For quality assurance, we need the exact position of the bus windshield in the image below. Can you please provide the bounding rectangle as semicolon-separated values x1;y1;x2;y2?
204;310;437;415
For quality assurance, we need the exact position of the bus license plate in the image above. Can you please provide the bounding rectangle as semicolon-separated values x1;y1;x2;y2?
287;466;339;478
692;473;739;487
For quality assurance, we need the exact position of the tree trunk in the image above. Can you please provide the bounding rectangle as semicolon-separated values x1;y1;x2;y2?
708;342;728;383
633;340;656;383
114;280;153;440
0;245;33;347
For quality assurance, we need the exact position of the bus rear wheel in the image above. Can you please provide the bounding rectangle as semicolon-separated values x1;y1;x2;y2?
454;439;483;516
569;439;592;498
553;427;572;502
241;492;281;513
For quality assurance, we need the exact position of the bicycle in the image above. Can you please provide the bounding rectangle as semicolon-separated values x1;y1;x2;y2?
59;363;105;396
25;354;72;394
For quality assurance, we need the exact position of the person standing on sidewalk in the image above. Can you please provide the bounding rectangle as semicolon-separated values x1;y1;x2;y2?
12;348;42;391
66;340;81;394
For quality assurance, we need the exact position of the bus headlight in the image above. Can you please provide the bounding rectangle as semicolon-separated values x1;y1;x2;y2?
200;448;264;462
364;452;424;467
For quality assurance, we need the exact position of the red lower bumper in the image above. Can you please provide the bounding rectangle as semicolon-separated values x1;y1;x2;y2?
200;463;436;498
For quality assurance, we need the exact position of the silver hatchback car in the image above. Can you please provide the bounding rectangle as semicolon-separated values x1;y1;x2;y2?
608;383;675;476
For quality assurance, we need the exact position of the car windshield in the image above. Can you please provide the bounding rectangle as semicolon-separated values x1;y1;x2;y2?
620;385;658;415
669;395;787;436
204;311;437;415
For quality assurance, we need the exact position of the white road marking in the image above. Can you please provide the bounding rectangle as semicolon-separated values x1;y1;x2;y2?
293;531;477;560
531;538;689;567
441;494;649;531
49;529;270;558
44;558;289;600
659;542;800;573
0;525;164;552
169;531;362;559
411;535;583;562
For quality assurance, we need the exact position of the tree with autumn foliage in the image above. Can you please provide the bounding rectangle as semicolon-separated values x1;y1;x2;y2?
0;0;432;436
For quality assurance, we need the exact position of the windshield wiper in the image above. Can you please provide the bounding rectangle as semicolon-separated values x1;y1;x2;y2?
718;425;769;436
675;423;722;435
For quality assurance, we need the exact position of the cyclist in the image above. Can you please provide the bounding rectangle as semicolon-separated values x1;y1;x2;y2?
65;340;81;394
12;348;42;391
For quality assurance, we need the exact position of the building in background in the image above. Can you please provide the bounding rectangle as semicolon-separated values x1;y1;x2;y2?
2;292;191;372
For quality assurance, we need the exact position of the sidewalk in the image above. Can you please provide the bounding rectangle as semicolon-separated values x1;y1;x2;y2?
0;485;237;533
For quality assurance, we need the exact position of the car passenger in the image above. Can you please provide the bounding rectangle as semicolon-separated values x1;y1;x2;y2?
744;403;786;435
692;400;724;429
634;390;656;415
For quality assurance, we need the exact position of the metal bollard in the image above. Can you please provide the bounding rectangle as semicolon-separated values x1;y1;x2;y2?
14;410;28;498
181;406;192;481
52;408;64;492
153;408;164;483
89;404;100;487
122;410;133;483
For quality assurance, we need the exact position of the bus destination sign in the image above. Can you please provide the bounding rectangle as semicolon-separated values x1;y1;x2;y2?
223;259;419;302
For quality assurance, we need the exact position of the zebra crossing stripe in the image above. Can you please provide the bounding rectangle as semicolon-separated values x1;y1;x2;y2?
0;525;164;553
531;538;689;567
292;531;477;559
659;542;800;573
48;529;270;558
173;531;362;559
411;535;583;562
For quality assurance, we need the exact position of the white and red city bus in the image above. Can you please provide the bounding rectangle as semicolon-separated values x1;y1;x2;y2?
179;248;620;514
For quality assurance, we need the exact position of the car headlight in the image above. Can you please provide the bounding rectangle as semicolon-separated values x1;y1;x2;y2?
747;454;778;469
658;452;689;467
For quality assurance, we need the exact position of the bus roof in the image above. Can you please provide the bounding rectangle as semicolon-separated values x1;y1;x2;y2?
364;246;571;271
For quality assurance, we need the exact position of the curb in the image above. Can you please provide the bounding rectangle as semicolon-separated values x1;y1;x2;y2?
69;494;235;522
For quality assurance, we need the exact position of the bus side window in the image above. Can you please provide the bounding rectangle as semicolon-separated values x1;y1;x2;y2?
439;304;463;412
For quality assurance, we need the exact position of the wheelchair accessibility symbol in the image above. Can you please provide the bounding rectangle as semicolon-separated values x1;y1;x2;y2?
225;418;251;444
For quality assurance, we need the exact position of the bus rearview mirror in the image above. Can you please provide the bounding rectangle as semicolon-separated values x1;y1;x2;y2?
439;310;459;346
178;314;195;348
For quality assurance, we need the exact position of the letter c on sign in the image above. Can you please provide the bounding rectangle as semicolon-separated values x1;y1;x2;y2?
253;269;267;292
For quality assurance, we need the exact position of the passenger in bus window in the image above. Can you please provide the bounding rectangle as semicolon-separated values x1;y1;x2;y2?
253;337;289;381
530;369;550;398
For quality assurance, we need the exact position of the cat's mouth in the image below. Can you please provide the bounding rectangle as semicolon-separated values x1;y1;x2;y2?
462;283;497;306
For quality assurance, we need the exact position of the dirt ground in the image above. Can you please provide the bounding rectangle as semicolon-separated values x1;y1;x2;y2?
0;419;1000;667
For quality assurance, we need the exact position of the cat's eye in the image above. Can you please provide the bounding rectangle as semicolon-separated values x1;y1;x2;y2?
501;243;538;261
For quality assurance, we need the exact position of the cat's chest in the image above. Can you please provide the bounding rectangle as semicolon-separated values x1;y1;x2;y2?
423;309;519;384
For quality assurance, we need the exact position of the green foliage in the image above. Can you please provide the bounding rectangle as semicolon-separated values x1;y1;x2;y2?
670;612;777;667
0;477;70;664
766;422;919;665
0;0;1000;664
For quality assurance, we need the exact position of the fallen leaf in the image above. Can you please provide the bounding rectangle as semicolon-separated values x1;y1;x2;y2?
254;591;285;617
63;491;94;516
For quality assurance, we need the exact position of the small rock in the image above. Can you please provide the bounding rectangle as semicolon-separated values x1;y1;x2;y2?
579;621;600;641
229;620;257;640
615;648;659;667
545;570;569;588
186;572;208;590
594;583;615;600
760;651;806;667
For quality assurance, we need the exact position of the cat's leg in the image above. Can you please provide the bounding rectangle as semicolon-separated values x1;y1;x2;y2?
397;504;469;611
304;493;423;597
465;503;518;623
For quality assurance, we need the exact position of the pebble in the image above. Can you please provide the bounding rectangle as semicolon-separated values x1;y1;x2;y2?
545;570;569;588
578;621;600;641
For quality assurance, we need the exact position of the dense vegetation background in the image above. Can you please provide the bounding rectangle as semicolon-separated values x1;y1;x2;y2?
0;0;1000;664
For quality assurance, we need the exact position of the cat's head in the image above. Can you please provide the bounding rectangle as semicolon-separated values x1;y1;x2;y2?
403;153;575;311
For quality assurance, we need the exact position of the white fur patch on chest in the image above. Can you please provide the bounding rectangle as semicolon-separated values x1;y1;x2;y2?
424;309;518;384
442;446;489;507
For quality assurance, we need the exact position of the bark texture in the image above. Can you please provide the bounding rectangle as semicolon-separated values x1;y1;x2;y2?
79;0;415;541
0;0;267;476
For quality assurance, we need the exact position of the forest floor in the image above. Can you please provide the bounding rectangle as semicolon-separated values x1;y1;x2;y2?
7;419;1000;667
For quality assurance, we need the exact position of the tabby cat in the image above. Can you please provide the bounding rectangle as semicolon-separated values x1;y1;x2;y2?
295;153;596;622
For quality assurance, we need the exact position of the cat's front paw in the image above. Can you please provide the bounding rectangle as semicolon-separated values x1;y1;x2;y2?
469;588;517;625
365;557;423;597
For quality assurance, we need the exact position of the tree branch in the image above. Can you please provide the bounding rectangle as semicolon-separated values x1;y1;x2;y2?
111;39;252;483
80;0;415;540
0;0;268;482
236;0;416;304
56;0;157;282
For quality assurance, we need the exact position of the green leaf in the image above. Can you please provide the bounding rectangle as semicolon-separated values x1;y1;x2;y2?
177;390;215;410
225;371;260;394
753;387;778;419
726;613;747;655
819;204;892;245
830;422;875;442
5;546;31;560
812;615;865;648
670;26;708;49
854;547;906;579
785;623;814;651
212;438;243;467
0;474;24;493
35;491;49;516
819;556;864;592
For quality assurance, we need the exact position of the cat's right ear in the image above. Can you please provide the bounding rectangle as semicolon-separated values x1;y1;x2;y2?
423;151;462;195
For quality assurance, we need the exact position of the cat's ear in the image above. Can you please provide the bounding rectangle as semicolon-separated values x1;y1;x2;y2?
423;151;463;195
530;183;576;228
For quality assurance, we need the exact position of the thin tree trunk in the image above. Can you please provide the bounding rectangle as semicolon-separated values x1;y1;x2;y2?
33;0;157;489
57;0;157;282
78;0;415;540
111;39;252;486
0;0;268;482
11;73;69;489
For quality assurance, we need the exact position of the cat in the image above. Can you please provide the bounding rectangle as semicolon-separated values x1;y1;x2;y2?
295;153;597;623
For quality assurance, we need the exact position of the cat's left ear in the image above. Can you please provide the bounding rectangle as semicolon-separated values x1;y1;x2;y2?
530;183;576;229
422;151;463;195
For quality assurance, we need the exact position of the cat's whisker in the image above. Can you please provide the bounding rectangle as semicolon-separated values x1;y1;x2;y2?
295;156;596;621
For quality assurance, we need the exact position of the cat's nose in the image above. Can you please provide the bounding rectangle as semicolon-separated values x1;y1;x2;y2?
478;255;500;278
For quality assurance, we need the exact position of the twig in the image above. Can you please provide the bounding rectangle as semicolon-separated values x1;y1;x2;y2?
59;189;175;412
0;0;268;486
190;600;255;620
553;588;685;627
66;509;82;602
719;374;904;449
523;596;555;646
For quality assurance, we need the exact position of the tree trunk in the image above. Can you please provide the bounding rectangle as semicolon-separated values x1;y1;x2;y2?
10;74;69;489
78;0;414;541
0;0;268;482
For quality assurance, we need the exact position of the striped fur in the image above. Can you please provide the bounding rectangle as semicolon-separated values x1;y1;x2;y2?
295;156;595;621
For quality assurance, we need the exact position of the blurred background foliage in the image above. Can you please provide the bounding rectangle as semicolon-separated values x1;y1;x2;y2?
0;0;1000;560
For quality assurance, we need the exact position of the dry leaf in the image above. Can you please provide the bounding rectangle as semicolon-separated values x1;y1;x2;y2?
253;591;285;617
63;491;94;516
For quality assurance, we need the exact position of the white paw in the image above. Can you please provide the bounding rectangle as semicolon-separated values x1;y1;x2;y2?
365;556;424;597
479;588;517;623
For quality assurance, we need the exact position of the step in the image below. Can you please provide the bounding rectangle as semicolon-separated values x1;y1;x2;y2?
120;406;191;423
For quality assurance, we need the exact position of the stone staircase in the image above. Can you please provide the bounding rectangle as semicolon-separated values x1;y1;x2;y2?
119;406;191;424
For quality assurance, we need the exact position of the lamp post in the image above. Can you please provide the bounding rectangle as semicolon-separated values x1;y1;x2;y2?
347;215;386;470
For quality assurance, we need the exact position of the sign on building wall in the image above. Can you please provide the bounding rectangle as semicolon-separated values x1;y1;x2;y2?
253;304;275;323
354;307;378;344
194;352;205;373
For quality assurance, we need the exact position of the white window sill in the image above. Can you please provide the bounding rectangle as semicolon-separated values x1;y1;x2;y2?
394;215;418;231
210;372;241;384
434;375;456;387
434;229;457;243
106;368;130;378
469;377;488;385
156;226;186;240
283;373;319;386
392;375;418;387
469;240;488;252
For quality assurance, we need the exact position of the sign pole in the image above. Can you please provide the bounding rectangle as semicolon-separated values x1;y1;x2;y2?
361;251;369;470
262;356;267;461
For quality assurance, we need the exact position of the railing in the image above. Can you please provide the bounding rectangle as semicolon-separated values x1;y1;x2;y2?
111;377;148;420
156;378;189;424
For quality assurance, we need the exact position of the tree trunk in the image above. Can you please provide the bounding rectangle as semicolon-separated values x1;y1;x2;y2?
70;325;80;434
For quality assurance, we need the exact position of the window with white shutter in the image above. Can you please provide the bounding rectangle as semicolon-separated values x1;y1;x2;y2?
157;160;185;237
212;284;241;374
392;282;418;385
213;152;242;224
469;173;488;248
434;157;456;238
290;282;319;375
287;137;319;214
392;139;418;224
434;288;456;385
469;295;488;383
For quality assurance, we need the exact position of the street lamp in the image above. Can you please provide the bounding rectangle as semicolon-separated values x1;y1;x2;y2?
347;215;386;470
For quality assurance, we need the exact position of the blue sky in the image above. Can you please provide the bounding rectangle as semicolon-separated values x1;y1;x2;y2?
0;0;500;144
######
Work to complete - Turn the material above, from the line containing "the white and" through the line containing "364;246;571;271", into a JSON list of strings with one string for each line. Leave out any blank lines.

Result of the task -
[
  "For quality assurance, we need the exact position of the white and red city bus in the image above. Can you please provide the bounding rectangle as semicolon-separated values x1;y1;x2;y2?",
  "179;248;620;514",
  "For quality assurance, we need the exact position of the car headlight in the image above. Can you please provide the bounding rectangle as semicolon-separated values x1;y1;x2;y2?",
  "747;454;778;469",
  "658;452;689;467",
  "For quality assurance, we need the exact position of the bus roof in the image above. Can you please provide the bounding rectangle as semicolon-separated values x1;y1;x2;y2?",
  "364;246;571;271"
]